Instructions to follow: Please write out the listing exactly, with nothing altered.

* * * * *

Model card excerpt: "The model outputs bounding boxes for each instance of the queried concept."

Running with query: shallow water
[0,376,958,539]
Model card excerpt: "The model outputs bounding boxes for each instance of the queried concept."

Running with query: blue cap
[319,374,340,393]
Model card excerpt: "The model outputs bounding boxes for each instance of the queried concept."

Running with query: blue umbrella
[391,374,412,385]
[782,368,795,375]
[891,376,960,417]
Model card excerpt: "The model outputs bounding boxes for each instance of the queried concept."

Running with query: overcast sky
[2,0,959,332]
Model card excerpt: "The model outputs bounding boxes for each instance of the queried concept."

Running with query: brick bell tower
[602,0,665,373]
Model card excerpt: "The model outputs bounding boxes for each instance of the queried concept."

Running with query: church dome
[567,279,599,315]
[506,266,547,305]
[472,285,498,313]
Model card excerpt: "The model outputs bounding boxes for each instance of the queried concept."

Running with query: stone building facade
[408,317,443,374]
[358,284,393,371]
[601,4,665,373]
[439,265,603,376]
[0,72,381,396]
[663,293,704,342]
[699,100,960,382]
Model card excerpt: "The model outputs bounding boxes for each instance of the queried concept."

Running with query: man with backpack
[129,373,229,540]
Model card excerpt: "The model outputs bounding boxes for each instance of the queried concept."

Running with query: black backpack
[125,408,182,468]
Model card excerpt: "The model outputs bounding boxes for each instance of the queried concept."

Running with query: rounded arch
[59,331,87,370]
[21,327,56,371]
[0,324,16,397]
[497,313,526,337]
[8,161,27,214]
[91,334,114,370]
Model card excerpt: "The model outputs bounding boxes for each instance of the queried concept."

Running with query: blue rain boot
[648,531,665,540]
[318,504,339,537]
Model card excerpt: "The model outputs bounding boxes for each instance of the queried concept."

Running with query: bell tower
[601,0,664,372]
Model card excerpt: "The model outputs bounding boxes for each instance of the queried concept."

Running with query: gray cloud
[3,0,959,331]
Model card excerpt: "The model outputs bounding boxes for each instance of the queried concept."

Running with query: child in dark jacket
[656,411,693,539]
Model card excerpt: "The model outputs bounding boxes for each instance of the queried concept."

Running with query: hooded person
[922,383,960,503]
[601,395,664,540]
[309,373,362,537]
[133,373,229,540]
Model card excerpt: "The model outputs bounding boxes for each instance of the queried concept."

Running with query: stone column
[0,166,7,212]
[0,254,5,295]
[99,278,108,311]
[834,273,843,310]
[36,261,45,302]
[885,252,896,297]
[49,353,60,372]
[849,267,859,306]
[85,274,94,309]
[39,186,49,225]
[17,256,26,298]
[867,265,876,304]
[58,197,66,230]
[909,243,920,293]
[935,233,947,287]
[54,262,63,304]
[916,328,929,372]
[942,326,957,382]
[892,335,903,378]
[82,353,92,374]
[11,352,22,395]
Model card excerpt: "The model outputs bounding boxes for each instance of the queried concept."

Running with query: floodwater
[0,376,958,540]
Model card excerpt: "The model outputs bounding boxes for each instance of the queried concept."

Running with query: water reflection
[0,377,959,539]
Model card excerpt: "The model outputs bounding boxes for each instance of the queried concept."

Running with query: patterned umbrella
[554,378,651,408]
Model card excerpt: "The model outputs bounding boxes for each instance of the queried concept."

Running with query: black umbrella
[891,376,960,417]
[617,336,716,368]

* * * * *

Expected answer:
Model card excerpt: "The model outputs bounding boxes for each instance of the queried concept."

Running with query: shallow water
[0,376,958,539]
Model card excerpt: "The model outputs bounding boxes for each instance of the queried concept."

Running with query: blue cap
[319,374,340,393]
Model card excerpt: "The model outputs bounding boxes for each instance of the queried concept."

Running with query: blue umbrella
[391,374,412,385]
[782,368,795,375]
[891,376,960,417]
Model card excerpt: "The model outputs bounding boxes for each instance of the queried concept."

Running with query: overcast sky
[2,0,959,332]
Model card excerpt: "The model outputs bounding boxes for each instance of the queried concept."

Running with query: brick bell tower
[602,0,665,373]
Model card excerpt: "The model outputs bounding boxes for each instance of the queried concept."

Running with query: church dome
[567,279,599,315]
[506,266,547,305]
[472,285,498,313]
Model card excerpt: "The model outputs bounding boxes for each instance of the queried concept."

Running with query: stone building facade
[408,317,443,374]
[358,284,393,371]
[601,4,665,373]
[439,265,603,376]
[0,72,381,396]
[663,293,704,342]
[699,100,960,382]
Model card excerpt: "The model outputs bounding boxes for each instance of the queried concept."

Running with query: man with backpack
[129,373,229,540]
Model card excerpt: "The model outputs bounding boxes for each instance of the queried concept."

Running with query: black backpack
[125,408,182,468]
Model card excerpt: "The model outputs bounding boxes for each instance of the queried concept."

Running with query: rounded arch
[59,331,87,370]
[21,327,56,371]
[0,324,16,397]
[497,313,526,337]
[8,161,27,214]
[91,334,114,370]
Model card excerpt: "The model outputs bounding boxes for each instance of the queried concept."

Running with query: blue rain boot
[648,531,665,540]
[318,504,339,537]
Model card excerpt: "The model outputs bounding boxes for each instance of the queried concept."

Running with query: bell tower
[601,0,664,372]
Model card excerpt: "The model outputs bounding boxes for each instance of the queried concept."

Running with query: gray cloud
[3,0,959,331]
Model card excerpt: "The model outputs bounding boxes for each instance of the queried concept."

Running with query: child in dark jacket
[656,411,693,539]
Model card excerpt: "The model outputs bounding boxes for each instance of the queried concept."

Running with query: hooded person
[922,383,960,503]
[601,395,664,540]
[309,373,362,537]
[133,373,229,540]
Model card excerpt: "The model outputs bounding boxes for each instance of the queried concept."

Running with query: stone column
[0,166,7,212]
[0,254,5,295]
[99,278,108,311]
[834,273,843,310]
[36,261,45,302]
[885,252,896,297]
[49,353,60,372]
[849,267,859,306]
[85,274,94,309]
[39,186,49,225]
[17,256,26,298]
[867,265,876,304]
[58,197,66,230]
[909,243,920,293]
[935,233,947,287]
[54,262,63,304]
[916,328,929,372]
[942,326,957,382]
[892,335,903,378]
[82,353,92,374]
[11,352,22,395]
Model card excerpt: "The model outputs bounding boxes for each instance of the queried concept."

Running with query: floodwater
[0,376,958,540]
Model card excerpt: "The model outputs bounding boxes for each instance of the queried concept."

Running with query: water reflection
[0,377,959,539]
Model card excerpt: "The model outputs bounding boxes for each instance of the queried concept."

Running with query: patterned umbrella
[554,378,651,408]
Model card excerpt: "The model outputs bounding boxes for each instance of the queried concept."

Running with query: black umbrella
[891,376,960,417]
[617,336,716,368]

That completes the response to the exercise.